━━━━━ Data extract
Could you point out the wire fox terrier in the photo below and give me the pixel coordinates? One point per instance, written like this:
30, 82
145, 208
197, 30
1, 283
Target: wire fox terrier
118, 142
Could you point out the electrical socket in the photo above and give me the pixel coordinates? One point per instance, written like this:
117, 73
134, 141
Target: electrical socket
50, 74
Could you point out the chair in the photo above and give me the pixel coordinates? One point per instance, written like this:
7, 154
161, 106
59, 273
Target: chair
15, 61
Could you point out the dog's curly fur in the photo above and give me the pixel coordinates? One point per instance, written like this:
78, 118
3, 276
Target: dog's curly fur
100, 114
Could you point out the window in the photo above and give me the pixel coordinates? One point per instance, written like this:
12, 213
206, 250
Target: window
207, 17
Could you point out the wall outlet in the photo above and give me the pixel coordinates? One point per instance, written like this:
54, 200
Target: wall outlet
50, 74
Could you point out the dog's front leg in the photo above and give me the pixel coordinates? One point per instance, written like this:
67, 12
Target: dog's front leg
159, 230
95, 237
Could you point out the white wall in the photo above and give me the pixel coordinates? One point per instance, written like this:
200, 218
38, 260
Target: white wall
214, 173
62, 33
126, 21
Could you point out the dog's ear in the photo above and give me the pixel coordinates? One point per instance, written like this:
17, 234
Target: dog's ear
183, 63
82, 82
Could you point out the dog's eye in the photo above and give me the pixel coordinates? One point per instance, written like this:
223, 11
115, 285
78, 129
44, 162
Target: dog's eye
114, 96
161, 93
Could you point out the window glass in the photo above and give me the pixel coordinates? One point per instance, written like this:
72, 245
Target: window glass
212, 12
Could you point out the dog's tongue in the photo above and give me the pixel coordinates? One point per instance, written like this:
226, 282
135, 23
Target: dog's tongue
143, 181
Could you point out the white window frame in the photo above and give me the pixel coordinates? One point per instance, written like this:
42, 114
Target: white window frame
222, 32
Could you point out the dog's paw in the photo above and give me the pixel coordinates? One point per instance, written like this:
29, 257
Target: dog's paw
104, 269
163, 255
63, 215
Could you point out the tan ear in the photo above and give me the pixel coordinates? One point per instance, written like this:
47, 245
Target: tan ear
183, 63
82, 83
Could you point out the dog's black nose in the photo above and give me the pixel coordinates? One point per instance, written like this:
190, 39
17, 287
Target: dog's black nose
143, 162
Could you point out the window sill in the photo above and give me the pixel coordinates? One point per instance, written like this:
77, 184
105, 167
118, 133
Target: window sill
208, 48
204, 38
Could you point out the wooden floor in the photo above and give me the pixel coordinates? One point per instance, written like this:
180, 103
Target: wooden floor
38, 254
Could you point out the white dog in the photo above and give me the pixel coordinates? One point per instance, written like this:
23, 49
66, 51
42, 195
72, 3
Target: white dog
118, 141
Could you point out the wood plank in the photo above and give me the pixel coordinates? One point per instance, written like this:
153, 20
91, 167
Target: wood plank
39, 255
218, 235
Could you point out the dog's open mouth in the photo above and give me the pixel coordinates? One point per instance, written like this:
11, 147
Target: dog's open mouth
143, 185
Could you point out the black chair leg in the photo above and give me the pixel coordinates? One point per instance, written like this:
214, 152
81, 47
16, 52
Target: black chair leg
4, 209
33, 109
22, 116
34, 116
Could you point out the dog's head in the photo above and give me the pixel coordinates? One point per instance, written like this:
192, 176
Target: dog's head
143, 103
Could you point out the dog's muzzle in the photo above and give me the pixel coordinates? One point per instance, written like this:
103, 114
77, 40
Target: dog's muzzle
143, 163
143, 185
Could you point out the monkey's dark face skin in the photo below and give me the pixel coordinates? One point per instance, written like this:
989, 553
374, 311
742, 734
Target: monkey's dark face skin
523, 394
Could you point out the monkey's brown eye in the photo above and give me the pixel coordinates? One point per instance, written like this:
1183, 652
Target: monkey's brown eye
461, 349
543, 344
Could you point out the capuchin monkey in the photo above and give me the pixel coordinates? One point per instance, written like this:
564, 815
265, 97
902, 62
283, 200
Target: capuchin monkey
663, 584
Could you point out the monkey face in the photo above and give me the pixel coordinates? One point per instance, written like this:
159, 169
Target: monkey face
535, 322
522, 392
━━━━━━━━━━
**The exercise**
Every record above must be duplicated exactly.

**Finished answer**
Could you point out the wire fox terrier in the photo below and give me the pixel coordinates? One point per instance, written like this:
30, 82
145, 208
197, 30
1, 283
Target: wire fox terrier
118, 142
Could you point out the electrical socket in the photo above and give me the pixel coordinates? One point per instance, written like this:
117, 73
134, 141
Target: electrical socket
50, 74
Could you point out the chair in the photo above and give me the pixel coordinates? One point per instance, written like this:
7, 154
161, 106
59, 273
Target: chair
15, 61
Could you point out the dog's curly fur in the photo above and give me the pixel coordinates? One point per instance, written like this:
78, 118
3, 276
Target: dog's curly fur
100, 114
Could you point out the window in the photo above and give me the pixel coordinates? One point per instance, written like this:
12, 213
206, 250
Target: window
207, 17
Could you point out the wall outlet in the photo above and give me the pixel coordinates? One point per instance, written like this:
54, 200
Target: wall outlet
50, 74
Could you point out the dog's front leg in the photo above and give me the pixel coordinates? One point per instance, written like this:
67, 12
Target: dog's front leg
159, 230
95, 237
Could you point out the white wall in the photo above and give me the pixel coordinates? One point per instance, written like this:
200, 218
38, 260
Target: white wall
214, 173
62, 33
126, 21
Could you point out the dog's ear in the photo above and give me the pixel coordinates? One point per instance, written like this:
17, 234
Target: dog's ear
183, 63
82, 82
Could you point out the dog's eye in the photo above and give me the pixel coordinates? One point per instance, written like this:
223, 11
115, 285
78, 129
44, 162
Target: dog's eye
114, 96
161, 93
Could you point out the window glass in the photo above and give me the pixel coordinates? One point per instance, written like this:
72, 245
Target: window glass
212, 12
Could you point out the dog's tongue in the photo above and give me the pixel coordinates? One point per instance, written like this:
226, 282
135, 23
Target: dog's tongue
143, 181
Could you point out the white window frame in the photo above and give me the pixel coordinates? One point per instance, written like this:
42, 114
Target: white window frame
222, 32
Could you point out the dog's paw in the photo above and give me the pixel coordinates? One point per instance, written like this:
29, 257
Target: dog's paw
104, 269
163, 255
63, 215
Could you point out the tan ear in the photo above and give me the pixel coordinates? One point per instance, written like this:
47, 245
Target: tan ear
183, 63
82, 83
Could you point out the dog's black nose in the photo above and give me the pixel coordinates? One point per instance, written like this:
190, 39
17, 287
Target: dog's black nose
143, 162
Could you point out the window sill in the photo above and give me the pixel coordinates? One point per instance, written like this:
77, 184
105, 167
118, 133
Target: window sill
208, 48
204, 38
Could you point out the wooden floor in the photo above and give me the pixel coordinates? One point per instance, written like this:
180, 103
Target: wooden floor
38, 254
Could you point out the white dog in the photo above and give me the pixel coordinates? One point per instance, written like this:
23, 49
66, 51
42, 195
72, 3
Target: white dog
118, 141
Could you point out the wood plank in the photo above and give me the pixel coordinates? One point per instance, written like this:
153, 20
91, 167
Target: wood plank
39, 255
218, 235
Could you point out the dog's open mouth in the photo above and give me the pixel coordinates? One point per instance, written like this:
11, 147
Target: dog's open mouth
143, 185
Could you point out the black chair leg in the photo above and give me the pixel coordinates? One point per instance, written like this:
214, 152
81, 47
16, 52
Target: black chair leg
4, 209
33, 109
22, 116
34, 116
Could you point out the dog's head in the photo above and give me the pixel coordinates? One point per instance, written like this:
192, 176
Target: dog's head
143, 103
Could you point out the dog's muzzle in the photo above and give me the pixel coordinates? One point per instance, written like this:
103, 114
77, 40
Target: dog's muzzle
143, 163
143, 185
Could you point out the monkey's dark face skin in the photo below and give me the pixel coordinates? One point per instance, written like this:
989, 553
374, 311
742, 734
Target: monkey's dark face skin
523, 394
Could you point out the monkey's brown eye in the photo above and give me the pixel coordinates? One point per instance, written like this:
1183, 652
Target: monkey's brown eye
461, 349
543, 344
Could you point out the capuchin monkey in the photo above and give me the pixel coordinates? One point per instance, written like this:
564, 815
265, 97
902, 62
283, 200
Target: capuchin monkey
663, 584
Could you point out the monkey face in the photo above and give me the pixel coordinates? One point per instance, written like this:
159, 169
Target: monkey face
535, 322
522, 392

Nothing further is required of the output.